Il fatto che a diffondere questo documentario sia Netflix, e non qualche circuito “pirata” e disallineato dal circuito mainstream, però non implica che il problema sollevato dal documentario non sia reale, intendiamoci. È un po’ come il caso del fumatore travestito da medico che ti spiega perché il fumo fa male mentre si fuma una sigaretta. Paradossale e anche sadicamente ironico, ma estremamente subdolo. È ipocrita e senza dubbio strano ma il problema esiste comunque.
Non vogliamo ovviamente contestare che,oggi, i social siano uno “strumento” incredibile per comunicare e per lavorare. Uno strumento all’avanguardia in grado di poter avere anche – a certe condizioni – taluni effetti positivi, a fronte però degli enormi rischi che possono determinare su scala globale e nelle mani sbagliate. Ma il problema vero è: poiché l’intrattenimento passivo è più digeribile di quello attivo (e quindi guardiamo più facilmente un video di gattini piuttosto che uno di storia che ci spiega perché viviamo nel mondo in cui viviamo) e i social sono costruiti con l’intento di tenerci al loro interno il più possibile, come stabiliamo un confine tra quanto sia “sano” starci e quanto no? Riusciamo limitare il nostro utilizzo di intrattenimento inutile? E ancora: chi è nato e cresciuto in un mondo fatto di social è in grado di generare questo autocontrollo?
Queste sono alcune delle domande un po’ più profonde che dovremmo farci. Siamo in grado di convivere in modo sano con queste piattaforme? Effettivamente il docufilm stimola queste domande ma, il problema, è che forse dopo averlo visto comunque si sentirà l’esigenza di cercare quelle risposte (anche) consultando i social network! Infatti, una delle risposte che più sta circolando intorno al dibattito sui social innescato da questo documentario è che tutto “dipende tutto da come li usiamo”. Sì, in parte è vero e in parte no.

■ ■ ■ ■ ■ ■ ■

**Consegna dell'esercizio**
Prosegui il testo sui social network partendo subito dopo la frase «Sì, in parte è vero e in parte no.». Le voci riportate qui non hanno alcun legame con il testo sui social network.

**Dati estratti**
■ ■ ■ ■ ■ ■ ■

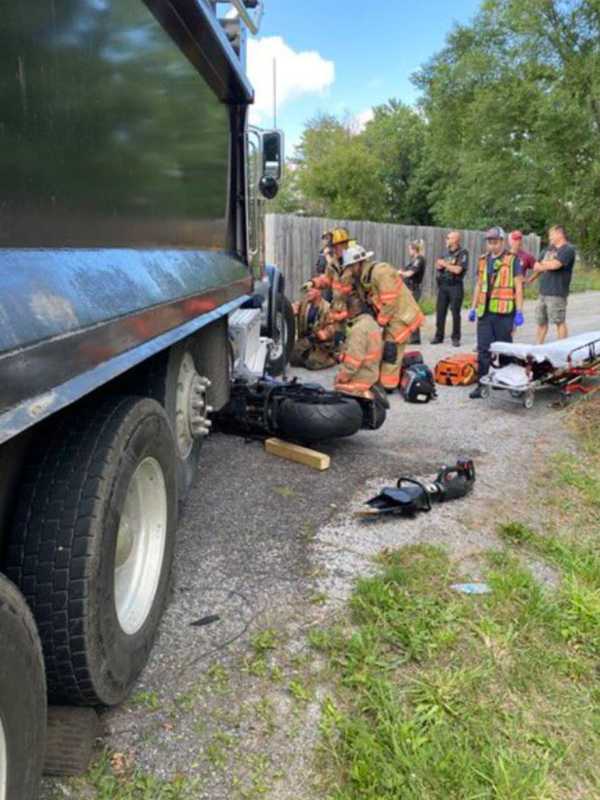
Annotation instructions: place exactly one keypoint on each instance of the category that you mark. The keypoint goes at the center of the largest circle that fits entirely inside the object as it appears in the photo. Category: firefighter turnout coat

■ ■ ■ ■ ■ ■ ■

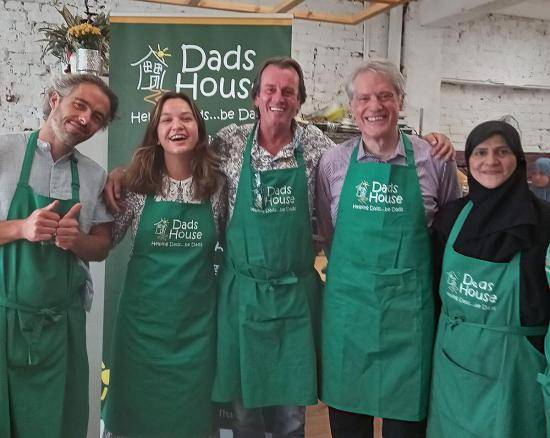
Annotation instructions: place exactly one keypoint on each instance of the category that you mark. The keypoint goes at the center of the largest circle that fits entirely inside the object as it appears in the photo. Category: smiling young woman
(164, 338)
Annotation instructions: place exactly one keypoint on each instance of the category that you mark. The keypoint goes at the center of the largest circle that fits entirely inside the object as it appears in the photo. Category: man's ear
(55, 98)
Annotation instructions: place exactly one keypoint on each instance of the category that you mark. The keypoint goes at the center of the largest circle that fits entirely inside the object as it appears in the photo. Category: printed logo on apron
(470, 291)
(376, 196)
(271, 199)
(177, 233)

■ ■ ■ ■ ■ ■ ■

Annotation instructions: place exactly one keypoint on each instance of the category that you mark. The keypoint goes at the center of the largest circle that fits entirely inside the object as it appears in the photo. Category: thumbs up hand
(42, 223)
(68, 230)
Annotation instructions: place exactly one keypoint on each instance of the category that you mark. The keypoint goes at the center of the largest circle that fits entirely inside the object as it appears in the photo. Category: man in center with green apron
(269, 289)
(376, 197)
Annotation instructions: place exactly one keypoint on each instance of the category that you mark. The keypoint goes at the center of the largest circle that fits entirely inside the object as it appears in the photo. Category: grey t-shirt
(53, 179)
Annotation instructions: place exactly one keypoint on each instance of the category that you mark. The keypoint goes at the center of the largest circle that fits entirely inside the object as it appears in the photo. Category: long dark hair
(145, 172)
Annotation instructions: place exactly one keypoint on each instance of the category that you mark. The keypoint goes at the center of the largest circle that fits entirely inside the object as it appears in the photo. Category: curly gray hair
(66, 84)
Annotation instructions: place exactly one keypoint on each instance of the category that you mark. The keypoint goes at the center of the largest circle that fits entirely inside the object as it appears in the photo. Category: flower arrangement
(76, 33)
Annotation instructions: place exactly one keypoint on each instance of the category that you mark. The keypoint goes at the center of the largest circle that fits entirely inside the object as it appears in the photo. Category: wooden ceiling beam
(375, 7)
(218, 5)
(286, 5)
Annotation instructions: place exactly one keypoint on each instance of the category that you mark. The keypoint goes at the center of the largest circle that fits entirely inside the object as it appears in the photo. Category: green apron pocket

■ ■ ■ ■ ■ ■ ■

**Risposta alla consegna**
È ovviamente vero che possiamo fare un uso relativamente sano e strumentale dei social. Ed è anche vero che un po’ di intrattenimento passivo non ha mai ucciso nessuno. Il punto focale della questione peró è un altro: il modello di business dei social consiste nel tenerci dentro il più possibile. Per farlo viene usata ogni leva psicologica possibile: siamo davvero convinti di avere tutti quegli strumenti sociali e psicologici per resistere a strumenti che sono talmente ingegnerizzati a livelli da riuscire a creare vere e proprie scariche di dopamina e generare – senza altri termini – una vera e propria “dipendenza”?
La tecnologia cresce a una velocità letteralmente folle e tra soli 3-4 anni l’ecosistema tecnologico sarà completamente diverso da adesso. Domani sarà realtà ciò che oggi sembra fantascientifico. Il nostro cervello, come reagirà? Siamo convinti che, da soli, saremo in grado di resistere? Siamo convinti che le giovani generazioni, ormai pienamente “native digitali”, sapranno dotarsi di quegli anticorpi che ancora ci fanno guardare con un minimo di distacco e diffidenza dal mondo virtuale?